* Problems:
• 1. Please decide whether each statement agrees with the credit card statement post, answering yes or no and quoting the deciding words: (a) The extracted list is 404 strings long. (b) Each transaction's Date takes up a single string. (c) The writer's goal is to create a Pandas Dataframe.
• 2. According to the credit card statement post, how many strings can a transaction's Description span?

## start Selected passage

Reputation: 95
I have extracted the text from a Credit Card Statement, sliced for only the transactions within the entire month, and saved that within a list. The list is 404 strings long, and an excerpt of that list is shown below:
['Apr',
'27',
'UBER',
'TECHNOLOGIES',
'INC866-576-1039CA',
'$10.93',
'Apr',
'27',
'UBER',
'TECHNOLOGIES',
'INC866-576-1039CA',
'$11.38',
'Apr',
'28',
'COSTCO',
'WHSE',
'#1018HOUSTONTX',
'$105.02']
As you can see, the list follows a standard format where one transaction is comprised of 3 pieces: the Date (2 separate strings), the Description (2-5 strings), and the Amount (1 string).
My goal is to create a Pandas Dataframe based upon this information, but I am having trouble figuring out a way to manipulate the strings to properly segment each category (Date, Description, Amount). I believe I need to use some combination of a Regex and a loop to accomplish this.

## end Selected passage
## start Extracted records

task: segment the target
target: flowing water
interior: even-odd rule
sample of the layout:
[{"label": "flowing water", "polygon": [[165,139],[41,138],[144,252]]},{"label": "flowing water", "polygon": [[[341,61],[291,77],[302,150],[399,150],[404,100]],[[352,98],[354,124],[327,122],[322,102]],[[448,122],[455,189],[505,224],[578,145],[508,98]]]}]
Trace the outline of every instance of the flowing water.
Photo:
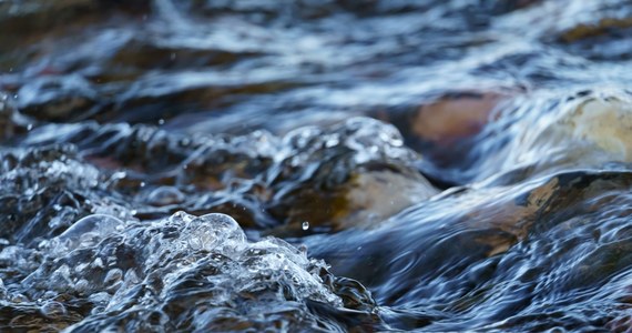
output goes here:
[{"label": "flowing water", "polygon": [[632,330],[629,0],[0,1],[0,331]]}]

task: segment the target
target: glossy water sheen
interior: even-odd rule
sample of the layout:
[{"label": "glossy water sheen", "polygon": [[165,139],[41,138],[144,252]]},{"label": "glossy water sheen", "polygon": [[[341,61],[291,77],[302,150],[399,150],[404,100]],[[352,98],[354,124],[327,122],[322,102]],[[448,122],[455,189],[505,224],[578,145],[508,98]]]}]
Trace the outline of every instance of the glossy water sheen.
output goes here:
[{"label": "glossy water sheen", "polygon": [[0,331],[632,330],[630,68],[628,0],[0,1]]}]

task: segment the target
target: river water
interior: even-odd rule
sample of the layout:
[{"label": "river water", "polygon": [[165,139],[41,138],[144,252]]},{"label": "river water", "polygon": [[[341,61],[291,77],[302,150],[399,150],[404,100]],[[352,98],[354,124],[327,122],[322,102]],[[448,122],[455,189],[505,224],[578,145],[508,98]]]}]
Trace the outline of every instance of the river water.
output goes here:
[{"label": "river water", "polygon": [[632,330],[629,0],[0,1],[0,331]]}]

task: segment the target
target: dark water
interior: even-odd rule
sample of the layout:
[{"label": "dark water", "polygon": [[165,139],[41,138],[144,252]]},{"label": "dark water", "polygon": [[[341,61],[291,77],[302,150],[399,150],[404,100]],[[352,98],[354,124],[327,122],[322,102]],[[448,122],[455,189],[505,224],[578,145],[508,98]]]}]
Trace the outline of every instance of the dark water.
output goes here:
[{"label": "dark water", "polygon": [[0,1],[0,331],[632,330],[632,2]]}]

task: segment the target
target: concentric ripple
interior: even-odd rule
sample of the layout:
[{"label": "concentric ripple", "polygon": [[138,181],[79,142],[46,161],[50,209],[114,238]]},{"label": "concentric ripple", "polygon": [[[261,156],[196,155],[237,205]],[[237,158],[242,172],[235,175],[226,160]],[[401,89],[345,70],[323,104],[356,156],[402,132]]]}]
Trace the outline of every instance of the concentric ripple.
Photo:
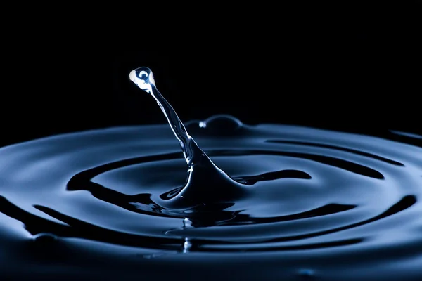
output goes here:
[{"label": "concentric ripple", "polygon": [[157,203],[186,181],[168,125],[0,149],[0,268],[72,275],[84,264],[104,275],[124,268],[169,277],[172,268],[194,268],[243,280],[301,280],[305,272],[319,280],[422,276],[421,148],[307,127],[243,125],[226,116],[208,121],[186,127],[248,191],[195,208]]}]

## end Extracted records

* Final answers:
• 1.
(a) Yes: "The list is 404 strings long"
(b) No: "the Date (2 separate strings)"
(c) Yes: "My goal is to create a Pandas Dataframe based upon this information"

• 2. Two to five strings.